WASHINGTON – For decades, Mutter Evans organized a Martin Luther King Jr. Day celebration in Winston-Salem, N.C. This year, she organized two busloads to travel to the nation’s capital for Barack Obama’s inauguration.

For the first black president to take the oath of office the day after the MLK holiday is especially gratifying, said Evans, 55.

“It’s perfect timing. It’s like the planets lined up,” she said. “Without Dr. King and others who worked in the movement, the way would not have been paved for Barack Obama.”

Obama accepted the Democratic nomination for president in Denver in August on the 45th anniversary of King’s “I Have a Dream” speech, delivered from the steps of the Lincoln Memorial.

On Tuesday, Obama will be sworn-in as president on the West Front of the Capitol, two miles away, at the opposite end of the National Mall. Crowds of perhaps 2 million are expected to reach the Lincoln Memorial.

The connections are not lost on blacks who say they never imagined they would live to see a black person become president. Some black political leaders see Obama as an illustration of the faith King had in the American people and its political system.

Obama’s election showed what America can do, said former Virginia Gov. L. Douglas Wilder, who was the first black elected governor in the country.

“Can America change? Has there been progress?” said Wilder. “Yes. My God, yes.”

For many, Obama’s inauguration represents the culmination of decades of work towards the advancement of civil rights. For Rep. James Clyburn, D-S.C., this is a time to remember King and other black leaders, such as the late Thurgood Marshall and Rosa Parks.

“I knew these people,” said Clyburn, a civil rights activist in the 1960s. “They’ve long since left us, but I’m here because of their sacrifice. …What I think about is all that these people did, step by step, inch by inch, that led to Barack Obama being president of the United States.”

# # # # # # #

> SET EXERCISE 1: Output the passage of the inauguration article from "WASHINGTON – For" to "said Evans, 55.", word for word.
> SET EXERCISE 2: Go on with the inauguration article, picking up right after its final sentence.

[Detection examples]
# # # # # # #

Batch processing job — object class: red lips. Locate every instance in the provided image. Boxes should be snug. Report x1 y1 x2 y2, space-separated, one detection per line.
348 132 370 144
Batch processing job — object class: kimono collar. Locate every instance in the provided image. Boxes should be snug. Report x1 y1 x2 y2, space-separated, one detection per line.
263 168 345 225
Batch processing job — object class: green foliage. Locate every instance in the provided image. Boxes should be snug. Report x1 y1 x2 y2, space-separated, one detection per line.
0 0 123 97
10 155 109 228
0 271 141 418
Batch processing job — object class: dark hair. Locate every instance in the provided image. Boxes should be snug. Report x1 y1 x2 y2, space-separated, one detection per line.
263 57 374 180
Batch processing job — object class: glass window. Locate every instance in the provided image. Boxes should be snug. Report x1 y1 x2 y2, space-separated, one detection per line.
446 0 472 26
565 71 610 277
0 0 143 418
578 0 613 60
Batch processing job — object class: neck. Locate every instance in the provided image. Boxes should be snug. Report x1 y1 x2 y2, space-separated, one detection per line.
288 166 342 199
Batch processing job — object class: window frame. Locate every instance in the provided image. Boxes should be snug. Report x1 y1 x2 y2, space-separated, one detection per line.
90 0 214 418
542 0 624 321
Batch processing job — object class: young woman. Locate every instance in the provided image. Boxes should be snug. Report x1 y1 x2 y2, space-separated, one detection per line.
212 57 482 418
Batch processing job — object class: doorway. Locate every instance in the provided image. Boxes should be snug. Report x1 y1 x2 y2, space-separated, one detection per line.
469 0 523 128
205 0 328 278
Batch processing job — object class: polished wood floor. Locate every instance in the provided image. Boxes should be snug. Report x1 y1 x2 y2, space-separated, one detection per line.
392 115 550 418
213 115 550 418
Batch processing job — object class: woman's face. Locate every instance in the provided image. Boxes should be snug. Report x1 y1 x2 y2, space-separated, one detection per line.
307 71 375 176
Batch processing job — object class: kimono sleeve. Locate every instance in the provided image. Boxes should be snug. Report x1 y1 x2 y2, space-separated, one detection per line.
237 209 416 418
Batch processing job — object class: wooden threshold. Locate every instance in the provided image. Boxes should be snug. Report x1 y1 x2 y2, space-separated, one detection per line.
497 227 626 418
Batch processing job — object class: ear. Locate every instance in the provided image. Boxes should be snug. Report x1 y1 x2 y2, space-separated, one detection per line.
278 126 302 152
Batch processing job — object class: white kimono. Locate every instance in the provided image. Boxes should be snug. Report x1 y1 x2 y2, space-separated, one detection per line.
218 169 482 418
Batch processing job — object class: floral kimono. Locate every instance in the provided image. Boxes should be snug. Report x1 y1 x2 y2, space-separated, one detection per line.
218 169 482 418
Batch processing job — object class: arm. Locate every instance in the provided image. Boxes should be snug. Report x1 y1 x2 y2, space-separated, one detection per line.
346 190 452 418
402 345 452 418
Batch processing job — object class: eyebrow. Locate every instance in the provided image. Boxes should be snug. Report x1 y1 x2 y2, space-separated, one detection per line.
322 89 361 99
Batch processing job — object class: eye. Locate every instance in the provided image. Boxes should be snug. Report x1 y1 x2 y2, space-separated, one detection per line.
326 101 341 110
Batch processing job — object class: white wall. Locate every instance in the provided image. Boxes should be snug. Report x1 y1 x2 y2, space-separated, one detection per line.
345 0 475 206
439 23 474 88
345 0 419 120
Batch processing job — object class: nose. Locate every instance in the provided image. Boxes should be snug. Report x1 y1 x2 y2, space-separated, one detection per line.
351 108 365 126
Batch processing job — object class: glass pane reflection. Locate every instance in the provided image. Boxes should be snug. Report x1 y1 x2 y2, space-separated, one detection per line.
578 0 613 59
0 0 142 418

# # # # # # #

> EXERCISE OUTPUT 1:
WASHINGTON – For decades, Mutter Evans organized a Martin Luther King Jr. Day celebration in Winston-Salem, N.C. This year, she organized two busloads to travel to the nation’s capital for Barack Obama’s inauguration.

For the first black president to take the oath of office the day after the MLK holiday is especially gratifying, said Evans, 55.

> EXERCISE OUTPUT 2:
Some who were active in the civil rights movement in the South say they want to experience the moment when their work reaches its pinnacle.

Addie Green, 60, who grew up in rural Mississippi, helped organize a bus trip to Washington and said she wants to be able to tell her grandchildren about it.

“I worked too hard with the NAACP over the years to see this change happen,” said Green of Bolton, Miss.

“I’m coming to Washington, D.C., to be able to witness the work that we have done,” she said.

For some a generation removed, the moment is a time to honor the work of those like Green. David McGill, a 34-year-old lawyer from Miami, came not only to witness the historic moment himself but as a testament to family members who grew up in the Jim Crow South and experienced oppression first-hand.

If they could stand in line for hours to vote, he said, he could travel to Washington and stand in the freezing cold for this significant event.

“I’m witnessing something monumental, and I’m bringing all the McGills with me,” he said.

And for those even younger, the moment is more an indication of political change. Makeda Johnson of Atlanta said her 15-year-old daughter Saramaat Imhotep helped register voters and has been passionate about the change Obama could bring to the country and the world.

Johnson had no intention of coming to the inauguration until her daughter announced in mid-December, “I’m going.”

“As she communicated how important it was to be here, I had to acknowledge that this was very important to her generation as the March on Washington was to ours,” Johnson said, after touring the African American Civil War Memorial and Museum on historic U Street in Washington.

Jerry L. McCombs, president of the Catawba County, N.C., branch of the NAACP, hopes Obama’s election resonates with young people.

McCombs, 47, of Newton, N.C., was in elementary school shortly after schools were desegregated in North Carolina. He was the only black in his third-grade class, and when a classmate passed out party invitations, she skipped him.

“She said, ‘Sorry. My mama don’t want no colored people at my house’ and continued to pass out invitations,” McCombs said.

Today, King’s message of equality has become real, and McCombs is in Washington to watch it in person.

“Obama’s inauguration shows that we can teach our young people, regardless of skin color or religion, that you can do whatever you want, if you put your mind to it,” he said.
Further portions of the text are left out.